### TASK BRIEF
Count the lines in the records that hold the string "prompts". Only the number should be given.

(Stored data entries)
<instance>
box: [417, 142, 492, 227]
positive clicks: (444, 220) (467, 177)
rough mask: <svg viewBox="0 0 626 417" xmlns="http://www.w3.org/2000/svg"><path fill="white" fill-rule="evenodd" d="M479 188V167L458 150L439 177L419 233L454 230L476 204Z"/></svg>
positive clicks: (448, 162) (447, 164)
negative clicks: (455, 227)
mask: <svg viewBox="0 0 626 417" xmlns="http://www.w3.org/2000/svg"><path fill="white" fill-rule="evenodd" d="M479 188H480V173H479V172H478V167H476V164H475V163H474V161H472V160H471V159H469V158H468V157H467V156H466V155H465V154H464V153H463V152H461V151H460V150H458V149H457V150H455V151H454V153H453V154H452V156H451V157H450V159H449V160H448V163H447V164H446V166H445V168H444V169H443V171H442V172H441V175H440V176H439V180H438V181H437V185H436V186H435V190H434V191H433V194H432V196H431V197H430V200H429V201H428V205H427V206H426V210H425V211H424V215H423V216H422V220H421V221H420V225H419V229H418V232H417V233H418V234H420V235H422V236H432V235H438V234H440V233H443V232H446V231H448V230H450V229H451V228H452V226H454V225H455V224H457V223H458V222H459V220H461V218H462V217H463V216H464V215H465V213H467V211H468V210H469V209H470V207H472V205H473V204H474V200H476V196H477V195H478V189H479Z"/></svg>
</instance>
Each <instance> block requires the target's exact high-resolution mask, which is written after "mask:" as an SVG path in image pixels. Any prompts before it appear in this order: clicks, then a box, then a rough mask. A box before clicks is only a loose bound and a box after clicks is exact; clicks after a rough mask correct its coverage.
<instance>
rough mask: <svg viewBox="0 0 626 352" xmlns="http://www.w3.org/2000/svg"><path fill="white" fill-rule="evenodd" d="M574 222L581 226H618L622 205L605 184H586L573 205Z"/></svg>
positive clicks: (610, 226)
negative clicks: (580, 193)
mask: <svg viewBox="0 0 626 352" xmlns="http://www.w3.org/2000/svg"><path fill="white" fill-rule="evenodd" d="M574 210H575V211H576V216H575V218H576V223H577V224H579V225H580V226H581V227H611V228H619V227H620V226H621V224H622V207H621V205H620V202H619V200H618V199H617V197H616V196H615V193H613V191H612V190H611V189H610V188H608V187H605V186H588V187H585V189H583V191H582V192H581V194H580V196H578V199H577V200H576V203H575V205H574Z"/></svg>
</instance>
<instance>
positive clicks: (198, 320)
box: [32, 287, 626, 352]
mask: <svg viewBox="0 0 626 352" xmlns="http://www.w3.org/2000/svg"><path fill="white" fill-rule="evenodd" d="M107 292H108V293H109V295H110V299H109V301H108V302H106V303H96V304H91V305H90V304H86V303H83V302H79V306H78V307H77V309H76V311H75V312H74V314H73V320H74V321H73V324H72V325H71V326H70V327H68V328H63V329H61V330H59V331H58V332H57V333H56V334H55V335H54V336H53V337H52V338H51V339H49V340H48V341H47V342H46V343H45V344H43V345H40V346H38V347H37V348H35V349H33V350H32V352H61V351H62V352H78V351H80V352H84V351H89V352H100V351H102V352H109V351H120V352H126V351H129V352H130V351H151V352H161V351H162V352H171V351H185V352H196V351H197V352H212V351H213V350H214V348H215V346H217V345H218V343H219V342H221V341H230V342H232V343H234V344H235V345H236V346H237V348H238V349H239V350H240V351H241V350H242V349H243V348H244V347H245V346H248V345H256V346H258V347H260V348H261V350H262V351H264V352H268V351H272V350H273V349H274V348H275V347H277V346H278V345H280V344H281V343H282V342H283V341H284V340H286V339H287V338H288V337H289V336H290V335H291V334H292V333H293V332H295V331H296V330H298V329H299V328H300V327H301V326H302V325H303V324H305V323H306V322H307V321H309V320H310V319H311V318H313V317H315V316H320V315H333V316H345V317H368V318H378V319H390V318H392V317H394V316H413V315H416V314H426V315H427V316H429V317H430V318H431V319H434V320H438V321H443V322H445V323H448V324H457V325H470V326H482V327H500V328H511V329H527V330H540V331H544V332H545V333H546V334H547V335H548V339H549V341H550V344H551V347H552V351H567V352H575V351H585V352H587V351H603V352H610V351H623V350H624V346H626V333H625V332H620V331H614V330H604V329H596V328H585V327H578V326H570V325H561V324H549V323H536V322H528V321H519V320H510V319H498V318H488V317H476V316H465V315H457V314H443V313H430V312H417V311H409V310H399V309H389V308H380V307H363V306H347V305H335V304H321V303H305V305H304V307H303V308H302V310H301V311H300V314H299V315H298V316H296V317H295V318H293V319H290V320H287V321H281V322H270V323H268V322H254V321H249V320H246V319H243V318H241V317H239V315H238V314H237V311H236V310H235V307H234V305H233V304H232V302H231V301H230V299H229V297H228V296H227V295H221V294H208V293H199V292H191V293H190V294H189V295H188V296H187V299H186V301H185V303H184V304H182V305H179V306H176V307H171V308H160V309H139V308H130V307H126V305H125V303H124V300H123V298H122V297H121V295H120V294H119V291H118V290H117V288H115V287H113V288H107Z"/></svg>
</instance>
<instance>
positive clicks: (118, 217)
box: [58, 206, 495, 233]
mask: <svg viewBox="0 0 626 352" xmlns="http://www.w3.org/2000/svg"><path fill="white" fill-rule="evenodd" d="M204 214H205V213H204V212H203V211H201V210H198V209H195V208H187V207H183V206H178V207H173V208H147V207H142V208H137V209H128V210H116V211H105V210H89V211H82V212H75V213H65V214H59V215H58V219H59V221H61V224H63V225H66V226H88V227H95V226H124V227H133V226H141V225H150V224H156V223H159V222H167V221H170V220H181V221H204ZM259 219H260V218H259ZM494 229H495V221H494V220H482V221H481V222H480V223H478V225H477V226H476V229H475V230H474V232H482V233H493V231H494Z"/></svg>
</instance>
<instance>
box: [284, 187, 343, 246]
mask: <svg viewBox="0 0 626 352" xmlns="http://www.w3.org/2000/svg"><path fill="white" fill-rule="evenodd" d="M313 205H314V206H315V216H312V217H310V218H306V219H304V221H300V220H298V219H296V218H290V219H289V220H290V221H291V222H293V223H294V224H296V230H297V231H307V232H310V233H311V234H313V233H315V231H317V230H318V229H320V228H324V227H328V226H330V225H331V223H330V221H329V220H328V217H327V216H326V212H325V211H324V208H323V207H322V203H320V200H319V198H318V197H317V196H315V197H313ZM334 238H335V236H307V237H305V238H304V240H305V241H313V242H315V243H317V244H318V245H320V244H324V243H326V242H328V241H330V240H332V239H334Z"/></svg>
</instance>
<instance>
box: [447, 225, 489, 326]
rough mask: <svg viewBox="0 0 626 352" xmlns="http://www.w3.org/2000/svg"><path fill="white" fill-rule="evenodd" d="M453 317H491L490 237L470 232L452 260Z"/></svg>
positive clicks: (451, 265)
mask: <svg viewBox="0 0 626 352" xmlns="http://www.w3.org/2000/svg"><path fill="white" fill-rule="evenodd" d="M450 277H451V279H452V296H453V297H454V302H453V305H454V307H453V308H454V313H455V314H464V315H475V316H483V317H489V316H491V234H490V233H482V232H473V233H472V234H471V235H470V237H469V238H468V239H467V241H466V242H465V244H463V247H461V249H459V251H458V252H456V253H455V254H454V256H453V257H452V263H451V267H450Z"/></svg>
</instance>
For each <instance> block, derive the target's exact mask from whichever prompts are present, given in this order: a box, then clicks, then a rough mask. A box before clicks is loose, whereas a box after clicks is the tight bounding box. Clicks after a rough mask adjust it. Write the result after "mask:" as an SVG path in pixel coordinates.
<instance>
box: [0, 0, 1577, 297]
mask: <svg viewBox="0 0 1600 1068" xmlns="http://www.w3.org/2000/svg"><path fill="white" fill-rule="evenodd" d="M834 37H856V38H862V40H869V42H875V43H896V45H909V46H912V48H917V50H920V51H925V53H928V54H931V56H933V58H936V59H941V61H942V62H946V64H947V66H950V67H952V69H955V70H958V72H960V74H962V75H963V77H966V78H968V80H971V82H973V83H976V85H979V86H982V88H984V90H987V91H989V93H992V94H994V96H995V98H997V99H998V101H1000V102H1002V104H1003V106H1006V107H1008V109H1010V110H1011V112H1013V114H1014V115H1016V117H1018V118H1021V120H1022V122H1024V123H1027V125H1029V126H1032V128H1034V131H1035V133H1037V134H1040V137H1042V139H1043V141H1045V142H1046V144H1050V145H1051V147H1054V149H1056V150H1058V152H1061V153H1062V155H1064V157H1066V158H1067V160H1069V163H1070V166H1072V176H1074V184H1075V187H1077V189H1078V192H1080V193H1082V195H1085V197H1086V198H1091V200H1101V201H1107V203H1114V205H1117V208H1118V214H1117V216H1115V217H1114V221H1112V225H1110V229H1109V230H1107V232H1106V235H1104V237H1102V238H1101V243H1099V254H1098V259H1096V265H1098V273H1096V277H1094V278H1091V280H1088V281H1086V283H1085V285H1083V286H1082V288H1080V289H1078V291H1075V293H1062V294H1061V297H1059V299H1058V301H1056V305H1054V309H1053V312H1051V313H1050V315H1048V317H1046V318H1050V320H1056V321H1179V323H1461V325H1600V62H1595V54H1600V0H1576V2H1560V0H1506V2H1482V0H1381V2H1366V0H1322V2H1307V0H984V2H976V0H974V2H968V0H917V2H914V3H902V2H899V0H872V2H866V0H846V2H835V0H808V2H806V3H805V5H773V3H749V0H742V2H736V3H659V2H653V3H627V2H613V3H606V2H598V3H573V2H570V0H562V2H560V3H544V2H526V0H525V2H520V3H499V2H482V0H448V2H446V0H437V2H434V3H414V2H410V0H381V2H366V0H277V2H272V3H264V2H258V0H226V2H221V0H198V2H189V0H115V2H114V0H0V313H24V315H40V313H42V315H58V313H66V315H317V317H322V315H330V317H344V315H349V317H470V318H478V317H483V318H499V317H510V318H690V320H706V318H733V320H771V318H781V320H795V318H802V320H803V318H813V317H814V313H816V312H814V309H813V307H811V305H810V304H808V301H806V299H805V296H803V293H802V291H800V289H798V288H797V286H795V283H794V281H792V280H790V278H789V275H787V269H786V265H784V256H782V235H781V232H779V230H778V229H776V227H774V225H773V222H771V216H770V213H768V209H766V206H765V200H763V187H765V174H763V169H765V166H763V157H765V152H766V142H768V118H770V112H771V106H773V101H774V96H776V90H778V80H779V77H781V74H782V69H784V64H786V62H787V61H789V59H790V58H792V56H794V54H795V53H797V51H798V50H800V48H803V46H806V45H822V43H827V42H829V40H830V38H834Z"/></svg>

### SOLUTION TO THIS PROBLEM
2